Request:
Reproduce each of the rows below verbatim, in order and without changes.

Records for processing:
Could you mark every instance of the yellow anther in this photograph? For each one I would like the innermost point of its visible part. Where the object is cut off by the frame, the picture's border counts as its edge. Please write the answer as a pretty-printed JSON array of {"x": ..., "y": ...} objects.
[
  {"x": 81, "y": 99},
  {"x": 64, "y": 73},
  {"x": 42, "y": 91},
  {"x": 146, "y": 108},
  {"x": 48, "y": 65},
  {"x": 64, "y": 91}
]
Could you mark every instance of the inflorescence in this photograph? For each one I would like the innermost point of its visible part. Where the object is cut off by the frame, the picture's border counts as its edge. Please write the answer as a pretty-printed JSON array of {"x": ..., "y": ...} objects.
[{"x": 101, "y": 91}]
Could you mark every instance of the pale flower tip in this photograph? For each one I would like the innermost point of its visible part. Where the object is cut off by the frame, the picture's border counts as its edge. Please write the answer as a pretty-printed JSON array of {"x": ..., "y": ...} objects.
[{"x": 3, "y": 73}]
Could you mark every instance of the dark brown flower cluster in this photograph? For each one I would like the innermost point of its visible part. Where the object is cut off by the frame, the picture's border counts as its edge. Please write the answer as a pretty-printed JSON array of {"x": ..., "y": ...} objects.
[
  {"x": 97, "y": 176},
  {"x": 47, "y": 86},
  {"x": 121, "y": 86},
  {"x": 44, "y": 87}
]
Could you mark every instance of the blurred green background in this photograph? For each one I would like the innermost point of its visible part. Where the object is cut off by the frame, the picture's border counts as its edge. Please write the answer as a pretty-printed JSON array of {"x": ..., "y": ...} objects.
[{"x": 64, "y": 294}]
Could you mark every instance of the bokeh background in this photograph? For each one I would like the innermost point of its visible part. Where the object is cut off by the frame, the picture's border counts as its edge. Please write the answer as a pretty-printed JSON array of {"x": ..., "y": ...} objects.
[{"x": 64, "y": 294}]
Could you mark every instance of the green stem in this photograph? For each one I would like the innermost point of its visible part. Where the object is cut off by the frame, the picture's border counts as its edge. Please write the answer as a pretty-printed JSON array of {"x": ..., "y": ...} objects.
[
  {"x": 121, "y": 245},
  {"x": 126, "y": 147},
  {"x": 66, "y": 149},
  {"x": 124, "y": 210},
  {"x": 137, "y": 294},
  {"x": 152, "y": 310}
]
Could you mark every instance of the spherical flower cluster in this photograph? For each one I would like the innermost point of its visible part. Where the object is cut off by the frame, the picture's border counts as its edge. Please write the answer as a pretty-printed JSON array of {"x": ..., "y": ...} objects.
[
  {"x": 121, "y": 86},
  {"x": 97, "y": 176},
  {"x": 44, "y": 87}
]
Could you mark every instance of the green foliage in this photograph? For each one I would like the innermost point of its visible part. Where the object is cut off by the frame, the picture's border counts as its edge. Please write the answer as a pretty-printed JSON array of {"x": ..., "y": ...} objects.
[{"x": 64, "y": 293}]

Exercise output:
Could you mark every instance of the yellow anther in this photograph? For each one I would like the innermost point of its visible part. Where the object is cut off by the frame, the picture's border counts as its edge. Please write the answer as a pretty-printed JSON array of {"x": ..., "y": ...} objects.
[
  {"x": 81, "y": 99},
  {"x": 64, "y": 73},
  {"x": 42, "y": 91},
  {"x": 146, "y": 108},
  {"x": 48, "y": 65},
  {"x": 64, "y": 91}
]
Could you mark every instance of the inflorescence in this photograph? For each one I would like the innermost point of its visible part. Where the object is cut off by the frame, the picture's border counts as its edge. Please write the answer as a pretty-printed JSON array of {"x": ..., "y": ...} objects.
[{"x": 101, "y": 91}]
Could you mark every instance of the pale flower tip in this photograph? For each one I would like the innermost point of its visible part. Where the object is cut off by the frame, the picture's border counts as its edge. Please write the answer as a pretty-printed JSON array of {"x": ..., "y": ...} objects.
[{"x": 3, "y": 73}]
Could you mark every instance of the dark brown flower cluster in this photograph? For each one I would like the innermost point of its visible part. Where the object is cut off by the frame, the picture's border counts as its edge. Please write the answer as a pretty-printed JSON array of {"x": ..., "y": ...} objects.
[
  {"x": 97, "y": 176},
  {"x": 47, "y": 86},
  {"x": 121, "y": 86},
  {"x": 44, "y": 87}
]
Could you mark every instance of the blurred green background in this photograph? For each one I would like the innermost point of its visible part. Where the object is cut off by the frame, the picture's border counts as its edge. Please write the answer as a pretty-printed JSON array of {"x": ..., "y": ...} objects.
[{"x": 64, "y": 294}]
Could you mark every instance of the bokeh background in this photograph? For each one I would like the innermost point of its visible part. Where the object is cut off by the frame, the picture's border counts as its edge. Please write the answer as a pretty-printed JSON array of {"x": ..., "y": ...} objects.
[{"x": 64, "y": 294}]
Could you mark every instance of the green stem in this photograph? For each one I would like the innermost point of its visible part. Where the object is cut off by the frame, the picture's border counts as its edge. Please write the answer as a pretty-printed JSON array of {"x": ..., "y": ...} objects.
[
  {"x": 121, "y": 245},
  {"x": 126, "y": 147},
  {"x": 66, "y": 149},
  {"x": 124, "y": 210},
  {"x": 137, "y": 294},
  {"x": 152, "y": 310}
]
Could you mark every instance of the spherical flower cluster in this photograph? For each one I would like the innermost point of its visible part. Where the object is cut off by the frame, the picture's border counts as its edge. Please write the answer as a pretty-printed JSON array of {"x": ..., "y": ...} objects.
[
  {"x": 121, "y": 86},
  {"x": 97, "y": 176},
  {"x": 44, "y": 87}
]
Could you mark every instance of the green foliage in this photograph? For each one I would like the innermost point of its visible part. Where the object is cut off by the frame, the picture's border counts as its edge. Please write the answer as a pretty-printed JSON array of {"x": ..., "y": ...} objects.
[{"x": 64, "y": 293}]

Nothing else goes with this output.